- Set exercise
Locate each line in the records below that includes the word "roof" and copy those lines out. Matching is case-sensitive.

[Some records]
_ _ _ _ _

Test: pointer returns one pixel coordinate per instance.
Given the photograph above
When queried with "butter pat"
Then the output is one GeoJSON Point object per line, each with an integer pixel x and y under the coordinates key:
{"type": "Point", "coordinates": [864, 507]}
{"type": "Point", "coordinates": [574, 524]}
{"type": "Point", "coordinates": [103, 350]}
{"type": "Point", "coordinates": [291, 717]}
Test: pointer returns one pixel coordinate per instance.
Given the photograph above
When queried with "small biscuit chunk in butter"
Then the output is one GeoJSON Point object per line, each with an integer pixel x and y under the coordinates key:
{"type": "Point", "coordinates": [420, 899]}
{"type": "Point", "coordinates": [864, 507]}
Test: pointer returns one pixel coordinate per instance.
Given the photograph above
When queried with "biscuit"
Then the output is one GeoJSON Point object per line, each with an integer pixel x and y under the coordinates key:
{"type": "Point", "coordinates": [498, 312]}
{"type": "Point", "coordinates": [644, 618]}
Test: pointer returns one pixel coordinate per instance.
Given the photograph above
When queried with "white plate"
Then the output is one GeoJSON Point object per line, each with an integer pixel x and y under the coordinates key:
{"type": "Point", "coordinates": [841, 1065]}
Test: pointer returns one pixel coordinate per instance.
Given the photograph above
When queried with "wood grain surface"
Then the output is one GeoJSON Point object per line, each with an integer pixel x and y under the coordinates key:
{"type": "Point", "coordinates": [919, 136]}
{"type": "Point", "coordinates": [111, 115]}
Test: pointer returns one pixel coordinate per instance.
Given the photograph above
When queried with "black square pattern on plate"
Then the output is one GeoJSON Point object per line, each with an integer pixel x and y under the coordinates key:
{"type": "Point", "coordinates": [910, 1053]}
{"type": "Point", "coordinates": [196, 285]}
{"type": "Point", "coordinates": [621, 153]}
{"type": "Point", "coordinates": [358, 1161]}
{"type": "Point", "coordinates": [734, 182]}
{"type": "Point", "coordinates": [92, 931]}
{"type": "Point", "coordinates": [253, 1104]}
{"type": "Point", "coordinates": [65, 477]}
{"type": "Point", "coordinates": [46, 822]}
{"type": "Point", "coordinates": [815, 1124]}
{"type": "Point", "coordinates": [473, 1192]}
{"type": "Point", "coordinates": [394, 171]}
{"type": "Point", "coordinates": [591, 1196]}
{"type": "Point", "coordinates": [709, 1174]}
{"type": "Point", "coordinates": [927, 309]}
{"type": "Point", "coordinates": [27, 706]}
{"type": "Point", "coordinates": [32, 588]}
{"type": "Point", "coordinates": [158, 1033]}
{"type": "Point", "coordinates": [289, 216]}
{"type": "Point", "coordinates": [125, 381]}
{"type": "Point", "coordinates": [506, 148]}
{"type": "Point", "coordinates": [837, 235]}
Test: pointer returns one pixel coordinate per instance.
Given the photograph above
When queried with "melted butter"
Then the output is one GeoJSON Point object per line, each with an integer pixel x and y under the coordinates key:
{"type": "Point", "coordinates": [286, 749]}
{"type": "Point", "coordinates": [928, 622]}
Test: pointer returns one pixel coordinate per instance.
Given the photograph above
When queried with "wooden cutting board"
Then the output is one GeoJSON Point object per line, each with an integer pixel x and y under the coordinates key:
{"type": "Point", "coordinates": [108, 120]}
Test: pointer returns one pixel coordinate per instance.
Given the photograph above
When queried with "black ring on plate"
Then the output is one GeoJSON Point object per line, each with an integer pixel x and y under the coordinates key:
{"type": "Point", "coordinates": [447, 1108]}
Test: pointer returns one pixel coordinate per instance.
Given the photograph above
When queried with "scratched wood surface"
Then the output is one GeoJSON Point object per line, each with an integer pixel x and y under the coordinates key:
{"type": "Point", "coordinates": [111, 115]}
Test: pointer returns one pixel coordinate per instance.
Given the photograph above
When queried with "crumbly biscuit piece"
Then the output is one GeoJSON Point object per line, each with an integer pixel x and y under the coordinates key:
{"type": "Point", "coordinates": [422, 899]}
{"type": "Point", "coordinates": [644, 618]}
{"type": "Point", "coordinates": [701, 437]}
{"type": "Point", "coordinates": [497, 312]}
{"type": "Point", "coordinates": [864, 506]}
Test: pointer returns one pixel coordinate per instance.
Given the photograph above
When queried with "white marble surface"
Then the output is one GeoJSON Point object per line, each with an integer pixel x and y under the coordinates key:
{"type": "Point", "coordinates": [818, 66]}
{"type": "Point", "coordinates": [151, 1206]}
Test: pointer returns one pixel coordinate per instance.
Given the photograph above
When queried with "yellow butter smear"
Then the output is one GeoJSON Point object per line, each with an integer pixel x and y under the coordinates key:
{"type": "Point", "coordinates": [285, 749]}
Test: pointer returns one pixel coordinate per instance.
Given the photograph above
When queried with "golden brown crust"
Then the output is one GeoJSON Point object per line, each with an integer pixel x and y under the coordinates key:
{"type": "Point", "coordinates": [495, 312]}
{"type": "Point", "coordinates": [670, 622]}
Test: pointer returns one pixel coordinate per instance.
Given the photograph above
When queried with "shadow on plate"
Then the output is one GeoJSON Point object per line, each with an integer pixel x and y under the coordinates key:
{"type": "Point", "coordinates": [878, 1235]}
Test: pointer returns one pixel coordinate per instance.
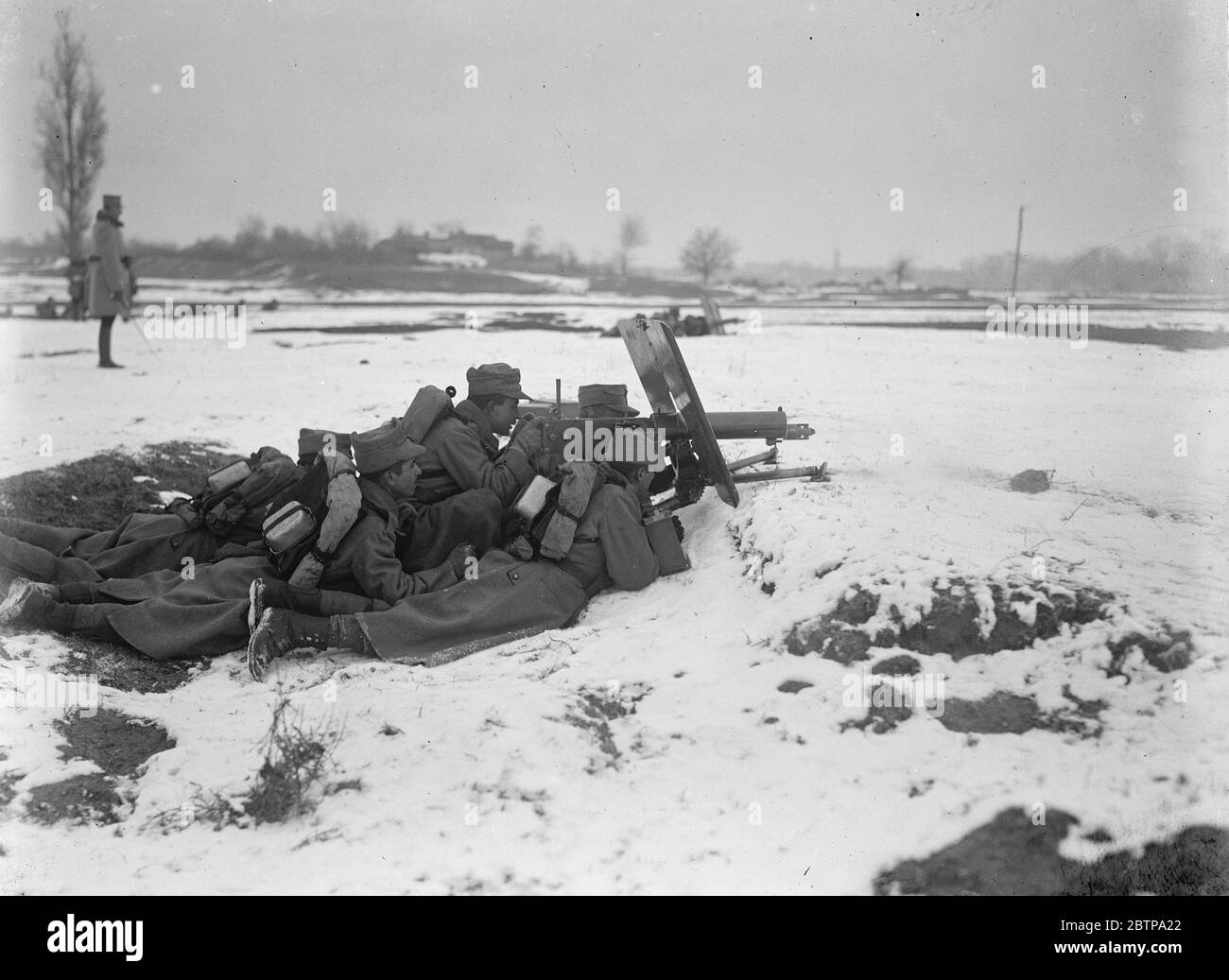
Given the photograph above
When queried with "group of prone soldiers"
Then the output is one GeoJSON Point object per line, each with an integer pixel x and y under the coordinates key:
{"type": "Point", "coordinates": [418, 558]}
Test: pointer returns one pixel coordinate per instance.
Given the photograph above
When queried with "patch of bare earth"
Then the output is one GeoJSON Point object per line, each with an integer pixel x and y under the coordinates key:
{"type": "Point", "coordinates": [119, 746]}
{"type": "Point", "coordinates": [955, 626]}
{"type": "Point", "coordinates": [1012, 855]}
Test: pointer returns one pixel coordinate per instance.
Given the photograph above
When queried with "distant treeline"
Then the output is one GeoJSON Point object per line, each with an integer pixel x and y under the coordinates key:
{"type": "Point", "coordinates": [1168, 265]}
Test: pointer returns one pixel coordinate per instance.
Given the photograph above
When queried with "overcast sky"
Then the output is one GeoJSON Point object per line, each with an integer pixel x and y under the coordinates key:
{"type": "Point", "coordinates": [651, 98]}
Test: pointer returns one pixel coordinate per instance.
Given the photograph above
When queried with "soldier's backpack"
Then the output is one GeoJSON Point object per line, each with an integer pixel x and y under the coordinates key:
{"type": "Point", "coordinates": [552, 528]}
{"type": "Point", "coordinates": [234, 500]}
{"type": "Point", "coordinates": [295, 516]}
{"type": "Point", "coordinates": [430, 404]}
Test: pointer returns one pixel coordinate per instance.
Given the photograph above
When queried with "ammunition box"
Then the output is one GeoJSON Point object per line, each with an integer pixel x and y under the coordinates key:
{"type": "Point", "coordinates": [665, 544]}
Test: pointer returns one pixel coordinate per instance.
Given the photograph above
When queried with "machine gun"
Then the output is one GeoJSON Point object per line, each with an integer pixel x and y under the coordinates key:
{"type": "Point", "coordinates": [676, 427]}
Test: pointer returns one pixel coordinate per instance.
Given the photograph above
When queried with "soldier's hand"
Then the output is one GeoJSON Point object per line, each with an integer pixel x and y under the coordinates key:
{"type": "Point", "coordinates": [528, 436]}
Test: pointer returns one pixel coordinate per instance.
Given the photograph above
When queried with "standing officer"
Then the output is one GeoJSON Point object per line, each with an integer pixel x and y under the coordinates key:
{"type": "Point", "coordinates": [110, 286]}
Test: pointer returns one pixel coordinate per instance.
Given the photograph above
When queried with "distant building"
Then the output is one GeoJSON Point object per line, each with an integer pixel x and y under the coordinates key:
{"type": "Point", "coordinates": [408, 249]}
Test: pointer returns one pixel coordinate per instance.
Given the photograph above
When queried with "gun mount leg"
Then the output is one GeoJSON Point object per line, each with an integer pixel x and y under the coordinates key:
{"type": "Point", "coordinates": [815, 474]}
{"type": "Point", "coordinates": [769, 456]}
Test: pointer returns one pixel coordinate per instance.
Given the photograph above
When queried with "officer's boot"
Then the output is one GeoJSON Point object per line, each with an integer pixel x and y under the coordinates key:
{"type": "Point", "coordinates": [282, 631]}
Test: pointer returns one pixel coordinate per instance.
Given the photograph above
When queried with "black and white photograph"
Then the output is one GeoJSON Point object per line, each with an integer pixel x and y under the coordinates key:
{"type": "Point", "coordinates": [459, 447]}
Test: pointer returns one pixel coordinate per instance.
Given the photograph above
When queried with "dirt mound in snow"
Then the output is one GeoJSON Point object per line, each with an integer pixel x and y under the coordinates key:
{"type": "Point", "coordinates": [118, 745]}
{"type": "Point", "coordinates": [1013, 856]}
{"type": "Point", "coordinates": [959, 623]}
{"type": "Point", "coordinates": [101, 490]}
{"type": "Point", "coordinates": [81, 799]}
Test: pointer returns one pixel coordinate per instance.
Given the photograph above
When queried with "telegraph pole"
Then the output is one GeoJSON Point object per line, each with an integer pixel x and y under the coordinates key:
{"type": "Point", "coordinates": [1019, 234]}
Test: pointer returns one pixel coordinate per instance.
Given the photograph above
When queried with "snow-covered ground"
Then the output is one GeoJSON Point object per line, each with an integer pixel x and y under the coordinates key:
{"type": "Point", "coordinates": [717, 780]}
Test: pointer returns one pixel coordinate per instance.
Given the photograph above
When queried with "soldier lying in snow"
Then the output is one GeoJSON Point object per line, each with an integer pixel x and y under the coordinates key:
{"type": "Point", "coordinates": [502, 597]}
{"type": "Point", "coordinates": [222, 520]}
{"type": "Point", "coordinates": [164, 616]}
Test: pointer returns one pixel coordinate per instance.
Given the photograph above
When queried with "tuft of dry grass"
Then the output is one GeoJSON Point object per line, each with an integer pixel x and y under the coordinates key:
{"type": "Point", "coordinates": [298, 757]}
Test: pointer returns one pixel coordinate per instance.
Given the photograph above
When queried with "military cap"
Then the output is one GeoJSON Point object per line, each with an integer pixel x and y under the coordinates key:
{"type": "Point", "coordinates": [382, 447]}
{"type": "Point", "coordinates": [605, 399]}
{"type": "Point", "coordinates": [311, 441]}
{"type": "Point", "coordinates": [494, 380]}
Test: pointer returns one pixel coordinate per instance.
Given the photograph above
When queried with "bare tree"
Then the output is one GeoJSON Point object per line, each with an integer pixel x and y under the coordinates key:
{"type": "Point", "coordinates": [901, 267]}
{"type": "Point", "coordinates": [708, 252]}
{"type": "Point", "coordinates": [532, 243]}
{"type": "Point", "coordinates": [70, 129]}
{"type": "Point", "coordinates": [631, 236]}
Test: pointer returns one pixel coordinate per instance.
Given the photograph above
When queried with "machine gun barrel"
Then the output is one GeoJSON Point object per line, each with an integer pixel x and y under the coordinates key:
{"type": "Point", "coordinates": [729, 425]}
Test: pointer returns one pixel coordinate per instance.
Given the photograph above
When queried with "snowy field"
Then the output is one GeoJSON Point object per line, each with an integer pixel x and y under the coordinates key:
{"type": "Point", "coordinates": [701, 775]}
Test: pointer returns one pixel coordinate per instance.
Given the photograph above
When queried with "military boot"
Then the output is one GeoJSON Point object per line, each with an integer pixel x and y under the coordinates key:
{"type": "Point", "coordinates": [282, 631]}
{"type": "Point", "coordinates": [27, 602]}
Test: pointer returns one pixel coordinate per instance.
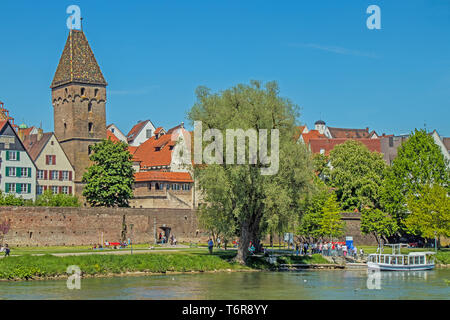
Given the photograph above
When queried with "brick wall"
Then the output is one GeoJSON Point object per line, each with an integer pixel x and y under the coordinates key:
{"type": "Point", "coordinates": [42, 226]}
{"type": "Point", "coordinates": [50, 226]}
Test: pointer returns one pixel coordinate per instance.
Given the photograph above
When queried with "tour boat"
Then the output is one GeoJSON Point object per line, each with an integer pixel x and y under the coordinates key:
{"type": "Point", "coordinates": [401, 262]}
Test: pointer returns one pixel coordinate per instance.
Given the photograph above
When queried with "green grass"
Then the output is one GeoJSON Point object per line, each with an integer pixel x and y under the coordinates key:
{"type": "Point", "coordinates": [313, 259]}
{"type": "Point", "coordinates": [29, 267]}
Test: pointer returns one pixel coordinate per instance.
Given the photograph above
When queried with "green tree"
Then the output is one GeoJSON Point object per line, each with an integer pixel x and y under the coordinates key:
{"type": "Point", "coordinates": [378, 223]}
{"type": "Point", "coordinates": [430, 212]}
{"type": "Point", "coordinates": [255, 201]}
{"type": "Point", "coordinates": [357, 175]}
{"type": "Point", "coordinates": [311, 211]}
{"type": "Point", "coordinates": [110, 178]}
{"type": "Point", "coordinates": [419, 162]}
{"type": "Point", "coordinates": [331, 223]}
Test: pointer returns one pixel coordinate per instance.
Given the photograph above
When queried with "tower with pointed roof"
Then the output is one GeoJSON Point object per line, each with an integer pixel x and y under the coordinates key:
{"type": "Point", "coordinates": [79, 103]}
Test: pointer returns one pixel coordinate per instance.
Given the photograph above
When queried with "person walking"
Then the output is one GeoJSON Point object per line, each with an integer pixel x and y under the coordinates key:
{"type": "Point", "coordinates": [7, 250]}
{"type": "Point", "coordinates": [210, 245]}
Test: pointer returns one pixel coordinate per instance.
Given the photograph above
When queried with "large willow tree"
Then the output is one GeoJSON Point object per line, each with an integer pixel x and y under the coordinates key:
{"type": "Point", "coordinates": [240, 194]}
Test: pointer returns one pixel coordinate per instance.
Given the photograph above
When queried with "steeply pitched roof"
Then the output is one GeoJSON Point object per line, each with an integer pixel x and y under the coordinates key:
{"type": "Point", "coordinates": [350, 133]}
{"type": "Point", "coordinates": [35, 146]}
{"type": "Point", "coordinates": [312, 134]}
{"type": "Point", "coordinates": [135, 130]}
{"type": "Point", "coordinates": [328, 144]}
{"type": "Point", "coordinates": [164, 176]}
{"type": "Point", "coordinates": [77, 63]}
{"type": "Point", "coordinates": [111, 136]}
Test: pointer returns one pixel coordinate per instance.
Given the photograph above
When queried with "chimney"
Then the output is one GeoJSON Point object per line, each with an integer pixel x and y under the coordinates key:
{"type": "Point", "coordinates": [40, 134]}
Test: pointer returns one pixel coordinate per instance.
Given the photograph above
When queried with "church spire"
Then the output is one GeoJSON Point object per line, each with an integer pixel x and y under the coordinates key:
{"type": "Point", "coordinates": [77, 63]}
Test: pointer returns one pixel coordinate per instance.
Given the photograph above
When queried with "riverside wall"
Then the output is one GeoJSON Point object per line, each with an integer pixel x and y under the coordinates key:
{"type": "Point", "coordinates": [57, 226]}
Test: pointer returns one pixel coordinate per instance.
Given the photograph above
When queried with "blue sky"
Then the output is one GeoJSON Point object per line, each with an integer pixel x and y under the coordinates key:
{"type": "Point", "coordinates": [154, 54]}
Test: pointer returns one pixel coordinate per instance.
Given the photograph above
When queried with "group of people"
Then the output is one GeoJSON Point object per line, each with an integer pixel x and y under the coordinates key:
{"type": "Point", "coordinates": [163, 239]}
{"type": "Point", "coordinates": [328, 249]}
{"type": "Point", "coordinates": [5, 249]}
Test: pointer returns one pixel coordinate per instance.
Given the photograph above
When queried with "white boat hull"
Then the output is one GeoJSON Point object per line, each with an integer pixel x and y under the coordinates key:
{"type": "Point", "coordinates": [390, 267]}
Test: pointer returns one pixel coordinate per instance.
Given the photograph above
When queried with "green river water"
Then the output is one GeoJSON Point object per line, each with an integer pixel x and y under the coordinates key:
{"type": "Point", "coordinates": [308, 284]}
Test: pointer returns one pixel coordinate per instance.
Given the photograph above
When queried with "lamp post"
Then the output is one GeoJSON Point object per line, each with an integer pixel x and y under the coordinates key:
{"type": "Point", "coordinates": [131, 237]}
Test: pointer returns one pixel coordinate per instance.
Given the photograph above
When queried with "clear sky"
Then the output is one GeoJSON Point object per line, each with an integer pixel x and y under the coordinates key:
{"type": "Point", "coordinates": [154, 54]}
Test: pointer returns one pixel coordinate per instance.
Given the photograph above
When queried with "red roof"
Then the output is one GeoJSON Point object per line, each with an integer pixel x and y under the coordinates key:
{"type": "Point", "coordinates": [111, 136]}
{"type": "Point", "coordinates": [316, 145]}
{"type": "Point", "coordinates": [312, 134]}
{"type": "Point", "coordinates": [350, 133]}
{"type": "Point", "coordinates": [135, 130]}
{"type": "Point", "coordinates": [144, 176]}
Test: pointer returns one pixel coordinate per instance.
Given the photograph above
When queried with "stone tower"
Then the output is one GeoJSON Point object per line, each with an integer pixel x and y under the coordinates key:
{"type": "Point", "coordinates": [78, 98]}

_ _ _ _ _

- Output
When queried with "tower with pointed roof"
When queried with "steeply pitched roof"
When queried with "red roof"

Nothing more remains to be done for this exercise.